> **Texto para leer**
◇ ◇ ◇ ◇ ◇ ◇ ◇

La capital del imperio azteca, que deslumbró a los conquistadores por su magnificencia, fue tomada por Hernán Cortés y sus huestes con el apoyo de los tlaxcaltecas y otros pueblos descontentos con el poder dominante en la metrópoli que se aliaron al conquistador.

La ciudad estaba enclavada en una laguna que formaba parte de un complejo sistema de lagos e islotes comunicados por grandes calzadas y adornados con lujosos palacios y otras imponentes construcciones. Se ha calculado que tenía alrededor de 300 mil habitantes, casi tantos como los de la legendaria Cartago antes de que los romanos la borraran del mapa, un poco menos que la propia Roma cuando fue el centro del mundo y muchos más que Madrid, la capital del imperio que la conquistó y que en el año 1.500 tenía menos de 20 mil habitantes.

La toma de Tenochtitlán, que marcó el final del imperio azteca, ocurrió un año después del encuentro entre Cortés y Moctezuma, los dos grandes protagonistas de ese momento crucial de la historia. La fuerza simbólica de aquel encuentro rebasa las fronteras mexicanas para extenderse a todos los pueblos indígenas americanos, que sufrieron la misma suerte del azteca.

◇ ◇ ◇ ◇ ◇ ◇ ◇

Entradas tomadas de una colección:
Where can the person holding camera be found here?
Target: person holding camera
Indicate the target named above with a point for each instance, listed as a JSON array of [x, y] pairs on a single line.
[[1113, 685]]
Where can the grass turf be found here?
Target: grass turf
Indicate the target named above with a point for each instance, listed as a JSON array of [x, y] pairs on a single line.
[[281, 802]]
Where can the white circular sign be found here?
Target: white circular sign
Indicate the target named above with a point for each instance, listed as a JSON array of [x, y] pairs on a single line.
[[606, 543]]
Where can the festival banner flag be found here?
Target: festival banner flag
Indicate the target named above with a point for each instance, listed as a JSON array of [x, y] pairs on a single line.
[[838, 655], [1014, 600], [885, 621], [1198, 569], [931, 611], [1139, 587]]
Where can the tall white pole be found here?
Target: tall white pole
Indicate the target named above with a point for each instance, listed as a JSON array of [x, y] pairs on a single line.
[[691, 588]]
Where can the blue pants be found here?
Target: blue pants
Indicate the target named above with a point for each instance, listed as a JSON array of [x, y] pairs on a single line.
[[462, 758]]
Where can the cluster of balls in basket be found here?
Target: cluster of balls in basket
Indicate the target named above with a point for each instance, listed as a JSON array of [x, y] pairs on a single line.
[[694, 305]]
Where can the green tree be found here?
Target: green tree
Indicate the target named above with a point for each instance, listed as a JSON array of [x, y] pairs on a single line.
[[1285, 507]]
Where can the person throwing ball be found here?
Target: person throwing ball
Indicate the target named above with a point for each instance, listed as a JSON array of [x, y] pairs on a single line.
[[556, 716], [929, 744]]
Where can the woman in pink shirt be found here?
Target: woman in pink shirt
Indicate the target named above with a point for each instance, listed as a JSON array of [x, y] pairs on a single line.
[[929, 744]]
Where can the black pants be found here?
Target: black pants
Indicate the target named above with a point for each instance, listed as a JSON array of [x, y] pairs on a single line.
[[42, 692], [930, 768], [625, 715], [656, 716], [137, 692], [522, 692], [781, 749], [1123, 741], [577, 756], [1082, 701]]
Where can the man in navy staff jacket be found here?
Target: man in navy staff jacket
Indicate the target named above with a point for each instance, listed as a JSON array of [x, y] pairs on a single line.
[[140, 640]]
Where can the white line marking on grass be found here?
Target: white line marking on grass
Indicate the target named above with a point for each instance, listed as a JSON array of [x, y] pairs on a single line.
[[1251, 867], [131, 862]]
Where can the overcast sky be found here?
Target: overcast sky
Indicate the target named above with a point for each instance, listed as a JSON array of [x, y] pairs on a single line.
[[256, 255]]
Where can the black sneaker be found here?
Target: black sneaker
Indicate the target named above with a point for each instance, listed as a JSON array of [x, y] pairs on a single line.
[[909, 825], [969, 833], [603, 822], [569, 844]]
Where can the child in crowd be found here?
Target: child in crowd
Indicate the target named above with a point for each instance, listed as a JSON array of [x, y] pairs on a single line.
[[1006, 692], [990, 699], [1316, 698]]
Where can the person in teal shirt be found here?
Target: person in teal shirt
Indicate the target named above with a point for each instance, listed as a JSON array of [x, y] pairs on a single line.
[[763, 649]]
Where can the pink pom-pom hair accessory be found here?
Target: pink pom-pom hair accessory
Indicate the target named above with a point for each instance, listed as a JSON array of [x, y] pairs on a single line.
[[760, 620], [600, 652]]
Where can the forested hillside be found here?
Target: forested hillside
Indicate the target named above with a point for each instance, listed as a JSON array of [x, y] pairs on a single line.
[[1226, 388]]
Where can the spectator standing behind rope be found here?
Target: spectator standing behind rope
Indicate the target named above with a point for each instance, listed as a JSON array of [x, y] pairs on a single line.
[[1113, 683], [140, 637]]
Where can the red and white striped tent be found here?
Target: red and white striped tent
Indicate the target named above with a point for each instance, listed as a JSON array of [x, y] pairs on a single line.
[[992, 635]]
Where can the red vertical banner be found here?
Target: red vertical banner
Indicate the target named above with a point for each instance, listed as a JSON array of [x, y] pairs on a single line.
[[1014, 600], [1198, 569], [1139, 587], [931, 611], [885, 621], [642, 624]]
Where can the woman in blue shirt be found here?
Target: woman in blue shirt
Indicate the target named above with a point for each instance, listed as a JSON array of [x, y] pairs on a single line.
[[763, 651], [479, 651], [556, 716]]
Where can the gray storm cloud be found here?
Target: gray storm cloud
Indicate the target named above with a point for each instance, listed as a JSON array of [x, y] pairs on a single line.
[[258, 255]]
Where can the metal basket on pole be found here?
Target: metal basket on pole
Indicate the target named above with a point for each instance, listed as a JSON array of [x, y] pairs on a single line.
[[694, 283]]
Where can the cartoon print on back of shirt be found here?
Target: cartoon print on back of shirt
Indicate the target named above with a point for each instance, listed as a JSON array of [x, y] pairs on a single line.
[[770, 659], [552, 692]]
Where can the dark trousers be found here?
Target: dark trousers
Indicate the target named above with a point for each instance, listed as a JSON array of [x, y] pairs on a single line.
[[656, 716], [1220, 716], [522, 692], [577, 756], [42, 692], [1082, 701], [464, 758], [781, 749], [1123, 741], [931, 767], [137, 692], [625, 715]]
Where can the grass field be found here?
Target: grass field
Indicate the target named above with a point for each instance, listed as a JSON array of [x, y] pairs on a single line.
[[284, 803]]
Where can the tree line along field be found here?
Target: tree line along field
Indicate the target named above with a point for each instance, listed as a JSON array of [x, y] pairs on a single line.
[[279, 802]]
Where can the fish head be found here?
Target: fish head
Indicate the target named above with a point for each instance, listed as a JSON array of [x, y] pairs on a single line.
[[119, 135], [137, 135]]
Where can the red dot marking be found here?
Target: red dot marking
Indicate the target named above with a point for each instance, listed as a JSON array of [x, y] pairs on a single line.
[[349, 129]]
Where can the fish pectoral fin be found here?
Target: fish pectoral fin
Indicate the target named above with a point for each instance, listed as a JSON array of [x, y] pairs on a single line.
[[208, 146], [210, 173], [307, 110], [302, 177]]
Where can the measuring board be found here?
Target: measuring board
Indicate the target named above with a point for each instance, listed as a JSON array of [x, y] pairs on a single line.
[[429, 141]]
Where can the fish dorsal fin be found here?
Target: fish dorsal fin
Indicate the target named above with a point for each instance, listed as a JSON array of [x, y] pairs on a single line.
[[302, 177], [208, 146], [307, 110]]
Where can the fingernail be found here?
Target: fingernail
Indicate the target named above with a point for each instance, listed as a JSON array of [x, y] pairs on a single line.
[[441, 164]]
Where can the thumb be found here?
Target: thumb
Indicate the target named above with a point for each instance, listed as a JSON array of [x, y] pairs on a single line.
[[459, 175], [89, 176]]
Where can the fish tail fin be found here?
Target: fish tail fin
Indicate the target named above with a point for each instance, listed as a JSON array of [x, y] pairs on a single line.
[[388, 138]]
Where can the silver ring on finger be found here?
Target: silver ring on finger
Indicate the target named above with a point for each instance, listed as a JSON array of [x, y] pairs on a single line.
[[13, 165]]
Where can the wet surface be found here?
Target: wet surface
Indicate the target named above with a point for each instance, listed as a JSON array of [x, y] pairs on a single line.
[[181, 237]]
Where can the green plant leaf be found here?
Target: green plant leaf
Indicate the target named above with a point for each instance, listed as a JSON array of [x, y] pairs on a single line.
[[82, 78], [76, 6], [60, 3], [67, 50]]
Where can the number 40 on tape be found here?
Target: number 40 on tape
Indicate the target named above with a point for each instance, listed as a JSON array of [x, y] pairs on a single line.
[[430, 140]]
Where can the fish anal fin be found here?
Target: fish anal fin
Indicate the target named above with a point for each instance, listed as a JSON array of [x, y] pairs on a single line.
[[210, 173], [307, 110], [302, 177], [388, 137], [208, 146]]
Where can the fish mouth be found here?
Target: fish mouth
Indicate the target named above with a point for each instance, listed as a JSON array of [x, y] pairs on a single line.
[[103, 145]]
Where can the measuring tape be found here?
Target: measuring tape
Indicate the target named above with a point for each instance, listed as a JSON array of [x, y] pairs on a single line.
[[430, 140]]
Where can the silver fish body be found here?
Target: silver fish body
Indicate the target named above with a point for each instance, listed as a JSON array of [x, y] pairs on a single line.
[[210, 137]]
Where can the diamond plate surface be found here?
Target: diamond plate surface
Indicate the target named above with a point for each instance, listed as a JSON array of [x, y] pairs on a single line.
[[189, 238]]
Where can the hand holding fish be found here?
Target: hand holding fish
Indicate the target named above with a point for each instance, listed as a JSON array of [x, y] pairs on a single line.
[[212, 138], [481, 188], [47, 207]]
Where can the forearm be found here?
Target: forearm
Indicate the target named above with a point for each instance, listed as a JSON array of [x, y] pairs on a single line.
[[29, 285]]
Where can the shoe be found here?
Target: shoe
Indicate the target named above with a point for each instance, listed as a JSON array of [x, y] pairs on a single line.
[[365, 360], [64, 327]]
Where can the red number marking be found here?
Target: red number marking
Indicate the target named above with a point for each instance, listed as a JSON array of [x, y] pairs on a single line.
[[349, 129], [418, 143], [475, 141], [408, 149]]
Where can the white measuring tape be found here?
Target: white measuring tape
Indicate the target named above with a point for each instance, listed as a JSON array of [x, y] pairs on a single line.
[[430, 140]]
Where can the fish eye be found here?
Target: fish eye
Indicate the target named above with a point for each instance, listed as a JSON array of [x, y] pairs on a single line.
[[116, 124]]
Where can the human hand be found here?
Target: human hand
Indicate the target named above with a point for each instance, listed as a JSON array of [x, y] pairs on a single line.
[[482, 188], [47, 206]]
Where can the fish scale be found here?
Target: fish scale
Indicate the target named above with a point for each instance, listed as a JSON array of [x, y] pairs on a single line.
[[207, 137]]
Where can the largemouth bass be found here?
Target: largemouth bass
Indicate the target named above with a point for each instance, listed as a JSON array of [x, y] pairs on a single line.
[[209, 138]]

◇ ◇ ◇ ◇ ◇ ◇ ◇

> **Tarea por realizar**
Prosigue el texto sobre la conquista de Tenochtitlán a partir de su última oración.

> **Resultado final**
Se han escrito muchos libros sobre ese encuentro, ocurrido en la mañana del 8 de noviembre de 1519 en un punto que hoy corresponde a la confluencia de dos calles del centro histórico de la Ciudad de México. Los testimonios de la época, incluido el del propio Cortés, coinciden en que Moctezuma dio una espléndida bienvenida al conquistador, le hizo una generosa ofrenda de oro, incienso y flores, y lo aposentó con su séquito en un hermoso palacio. Pero de nada sirvió la cordial acogida porque los españoles habían planeado aprisionar al soberano azteca y lo mantuvieron en cautiverio hasta su muerte el 29 de junio de 1520.

La noche triste

Los aztecas resistieron ferozmente y les hicieron pagar a los españoles la invasión, el secuestro y la muerte de Moctezuma con una arremetida que los obligó a huir y llevó a Cortés a llorar su derrota. La ofensiva, protagonizada por miles de guerreros indígenas armados de lanzas y flechas, causó centenares de bajas a los españoles y constituyó la mayor derrota de la monarquía hispánica en sus primeros 50 años de conquista.

En las crónicas de Indias ese revés sufrido por los invasores quedó registrado con el nombre de la Noche Triste. Fue la del 30 de junio al primero de julio de 1520, en la que Cortés y sus aliados tlaxcaltecas fueron atacados por el ejército mexica al mando de Cuauhtémoc, el sucesor de Moctezuma. Entonces huyeron hacia Tacuba al amparo de la oscuridad y con la consigna del silencio, evitando hasta el relincho de los caballos y abandonando en la huida las joyas y el oro extraídos del tesoro del emperador azteca.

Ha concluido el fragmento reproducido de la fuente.